Copy out the entries that come next, exactly.

Natural-language object grounding data:
■ ■ ■

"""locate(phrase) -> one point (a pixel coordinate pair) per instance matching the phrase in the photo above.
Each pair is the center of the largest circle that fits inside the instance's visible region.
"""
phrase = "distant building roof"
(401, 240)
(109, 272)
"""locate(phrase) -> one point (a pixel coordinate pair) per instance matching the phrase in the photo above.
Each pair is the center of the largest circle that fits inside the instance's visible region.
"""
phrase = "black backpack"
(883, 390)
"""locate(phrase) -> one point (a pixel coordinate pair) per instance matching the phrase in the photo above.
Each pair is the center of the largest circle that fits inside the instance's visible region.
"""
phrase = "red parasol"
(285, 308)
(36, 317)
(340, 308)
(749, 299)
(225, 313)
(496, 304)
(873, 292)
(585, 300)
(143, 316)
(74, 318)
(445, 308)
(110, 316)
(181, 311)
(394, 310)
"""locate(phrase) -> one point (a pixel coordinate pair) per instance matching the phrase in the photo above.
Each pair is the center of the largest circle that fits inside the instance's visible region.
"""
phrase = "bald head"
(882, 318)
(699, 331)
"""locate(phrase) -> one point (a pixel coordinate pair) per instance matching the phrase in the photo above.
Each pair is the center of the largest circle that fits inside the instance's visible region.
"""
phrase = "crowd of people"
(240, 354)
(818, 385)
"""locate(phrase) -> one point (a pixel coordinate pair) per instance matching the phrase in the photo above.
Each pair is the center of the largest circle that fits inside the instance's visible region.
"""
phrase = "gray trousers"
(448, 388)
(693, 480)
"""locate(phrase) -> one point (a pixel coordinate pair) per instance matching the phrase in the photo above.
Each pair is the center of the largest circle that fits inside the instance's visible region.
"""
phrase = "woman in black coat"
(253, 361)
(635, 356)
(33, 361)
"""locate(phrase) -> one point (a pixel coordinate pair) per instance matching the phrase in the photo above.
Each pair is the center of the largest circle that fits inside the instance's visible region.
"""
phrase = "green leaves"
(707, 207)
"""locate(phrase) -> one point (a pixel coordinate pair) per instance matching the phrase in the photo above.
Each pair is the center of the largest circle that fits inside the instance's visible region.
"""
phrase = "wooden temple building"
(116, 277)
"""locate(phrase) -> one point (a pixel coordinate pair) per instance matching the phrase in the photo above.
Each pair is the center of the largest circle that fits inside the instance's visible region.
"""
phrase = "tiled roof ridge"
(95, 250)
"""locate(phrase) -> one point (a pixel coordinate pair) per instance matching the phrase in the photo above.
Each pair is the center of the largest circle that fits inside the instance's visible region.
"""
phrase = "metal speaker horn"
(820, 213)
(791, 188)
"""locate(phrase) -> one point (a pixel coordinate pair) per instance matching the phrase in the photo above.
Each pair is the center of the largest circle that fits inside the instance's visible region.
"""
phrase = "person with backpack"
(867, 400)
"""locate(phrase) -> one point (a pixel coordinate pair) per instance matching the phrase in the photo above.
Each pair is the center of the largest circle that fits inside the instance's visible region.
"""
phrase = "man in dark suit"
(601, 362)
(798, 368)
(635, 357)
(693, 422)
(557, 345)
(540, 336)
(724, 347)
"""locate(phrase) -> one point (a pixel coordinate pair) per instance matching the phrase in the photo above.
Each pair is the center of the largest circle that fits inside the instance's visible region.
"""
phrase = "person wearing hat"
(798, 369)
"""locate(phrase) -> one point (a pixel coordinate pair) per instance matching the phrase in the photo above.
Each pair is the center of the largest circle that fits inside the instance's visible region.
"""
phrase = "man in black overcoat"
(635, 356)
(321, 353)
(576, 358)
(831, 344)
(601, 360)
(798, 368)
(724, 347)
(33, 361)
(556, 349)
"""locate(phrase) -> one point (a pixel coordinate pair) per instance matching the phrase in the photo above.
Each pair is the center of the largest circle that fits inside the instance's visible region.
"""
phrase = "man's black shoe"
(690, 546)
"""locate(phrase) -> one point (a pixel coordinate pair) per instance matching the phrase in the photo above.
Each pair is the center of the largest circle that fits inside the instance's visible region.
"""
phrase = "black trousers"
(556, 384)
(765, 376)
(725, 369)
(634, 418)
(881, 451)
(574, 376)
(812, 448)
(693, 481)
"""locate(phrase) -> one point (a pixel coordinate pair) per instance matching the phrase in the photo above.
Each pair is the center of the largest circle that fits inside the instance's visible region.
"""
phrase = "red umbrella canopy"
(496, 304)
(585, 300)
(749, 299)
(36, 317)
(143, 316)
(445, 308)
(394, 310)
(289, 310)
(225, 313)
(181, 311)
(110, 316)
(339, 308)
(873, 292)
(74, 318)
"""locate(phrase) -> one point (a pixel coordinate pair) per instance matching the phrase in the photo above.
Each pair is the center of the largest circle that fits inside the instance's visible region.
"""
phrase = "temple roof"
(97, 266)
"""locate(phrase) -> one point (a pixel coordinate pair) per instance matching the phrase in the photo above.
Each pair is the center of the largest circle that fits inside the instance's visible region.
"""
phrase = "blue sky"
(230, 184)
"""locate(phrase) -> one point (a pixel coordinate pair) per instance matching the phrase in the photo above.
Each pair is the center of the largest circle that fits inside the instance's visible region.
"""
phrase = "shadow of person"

■ ■ ■

COMPLETED TASK.
"""locate(phrase) -> one point (a pixel coordinate pair) per instance matching the phrase in the photo above.
Each pair is the center of the largest circle that fits inside the instance's visible region.
"""
phrase = "distant building roof"
(401, 240)
(109, 272)
"""locate(phrase) -> one point (a pixel coordinate pair) per instance matching the phrase in the photo above.
Each pair is the center of the largest circle that fits inside the instance's visible region.
"""
phrase = "black backpack"
(883, 390)
"""locate(phrase) -> one point (a pixel coordinate pair) per instance matching the phrase in the photo above.
Each pair is the center of the largest circle that fits inside the instance's visible region.
"""
phrase = "red parasol"
(285, 308)
(36, 317)
(340, 308)
(749, 299)
(225, 313)
(496, 304)
(873, 292)
(585, 300)
(143, 316)
(74, 318)
(445, 308)
(110, 316)
(181, 311)
(394, 310)
"""locate(phrase) -> one point (a pixel coordinate pair) per instance matching the phrase in the photo above.
Each pair is the center of the largest circle that fits inside the instance's visible region.
"""
phrase = "bald head"
(882, 318)
(699, 331)
"""locate(phrase) -> one point (a pixel coordinate pair) per instance matching the phrase in the photo above.
Each pair is the center of the largest circle that fits inside the instance's visible region.
"""
phrase = "crowd of people"
(240, 354)
(818, 385)
"""locate(phrase) -> one point (a pixel coordinate pair) per instance matching the phrase in the photo above.
Each pair is the center of the largest circle that fits inside the instance's visible region.
"""
phrase = "gray trousers"
(448, 388)
(693, 480)
"""locate(phrase) -> one point (a pixel coordinate pair) per instance matching the phrase in the photo above.
Each pair is the center of the largest circle that fits inside the instance's visible region.
"""
phrase = "woman in black coat"
(253, 361)
(635, 356)
(33, 361)
"""locate(phrase) -> one point (a pixel coordinate pair) per instance matching the phrase in the photo above.
Each pair is the center of the largest circle that fits inside the instance's visible region.
"""
phrase = "green leaves"
(707, 207)
"""locate(phrase) -> one point (a pixel coordinate pair) per instance matching the phrase in the photo above.
Each pair is the center of the largest circle that fits inside the instance's visible region.
"""
phrase = "wooden temple building"
(116, 277)
"""locate(phrase) -> one point (a pixel coordinate pair) per instance matching the phrase in the photo above.
Each pair is the center of the largest circle that fits inside the instance's visible region.
"""
phrase = "tiled roof ridge"
(95, 250)
"""locate(phrase) -> one point (a pixel coordinate pair) per instance matching the phrase in the photo above.
Each pair is the center of the largest circle that fits inside the instance's visible region.
"""
phrase = "metal speaker horn"
(820, 213)
(791, 188)
"""locate(phrase) -> one point (a pixel coordinate pair) per instance matching the phrase in the photo above.
Each pair is the center of the largest circle that fits inside the instance's visible region.
"""
phrase = "person with backpack"
(867, 400)
"""locate(phrase) -> one point (a pixel coordinate pair) per instance matching the phrase in the photo above.
Each pair is the center of the largest circle that fits inside the instance's visible region.
"""
phrase = "man in dark suit"
(601, 362)
(798, 368)
(635, 357)
(693, 422)
(557, 345)
(540, 336)
(724, 347)
"""locate(phrase) -> one point (a pixel coordinate pair) per instance matching the phrase in the photo above.
Each pair is the center of the largest circle that fits inside the instance's visible region.
"""
phrase = "person wearing hat"
(798, 369)
"""locate(phrase) -> one point (a pixel coordinate pair) per instance matching the phrase in the photo above.
Each pair is the center of the largest circle that fits inside the instance's visible region.
"""
phrase = "man in black overcoat"
(635, 356)
(321, 353)
(576, 358)
(831, 344)
(601, 360)
(798, 368)
(724, 347)
(33, 361)
(556, 349)
"""locate(phrase) -> one point (a pixel coordinate pair) per instance matching the phrase in the photo above.
Each pair is the center of the largest circle that fits inside the instance's visible region.
"""
phrase = "man's black shoe"
(690, 546)
"""locate(phrase) -> one point (a pixel coordinate pair) per instance matching the phrase in the photo above.
Each pair is the center of the largest circle that fits inside the instance's visible region.
"""
phrase = "black trousers"
(556, 384)
(765, 376)
(725, 369)
(634, 418)
(881, 451)
(574, 376)
(812, 448)
(693, 481)
"""locate(phrase) -> one point (a pixel coordinate pair) per instance matching the phrase in the photo above.
Each pair is the center of the largest circle that fits inside the instance's visible region.
"""
phrase = "red umbrella canopy"
(496, 304)
(585, 300)
(749, 299)
(36, 317)
(143, 316)
(445, 308)
(394, 310)
(289, 310)
(225, 313)
(181, 311)
(110, 316)
(339, 308)
(873, 292)
(74, 318)
"""locate(phrase) -> one point (a pixel coordinate pair) per instance matching the phrase in the photo above.
Each pair is the center of the largest circle that fits inside the instance's visible region.
"""
phrase = "temple roof"
(97, 266)
"""locate(phrase) -> one point (a pixel coordinate pair) per instance matching the phrase in the photo above.
Each pair is the center of the largest circle that fits inside the instance's visible region.
"""
phrase = "blue sky"
(230, 184)
"""locate(phrase) -> one point (a pixel coordinate pair) per instance matching the phrase in the photo above.
Each pair is the center of the largest circle that fits inside the instance's visible region.
"""
phrase = "shadow of person"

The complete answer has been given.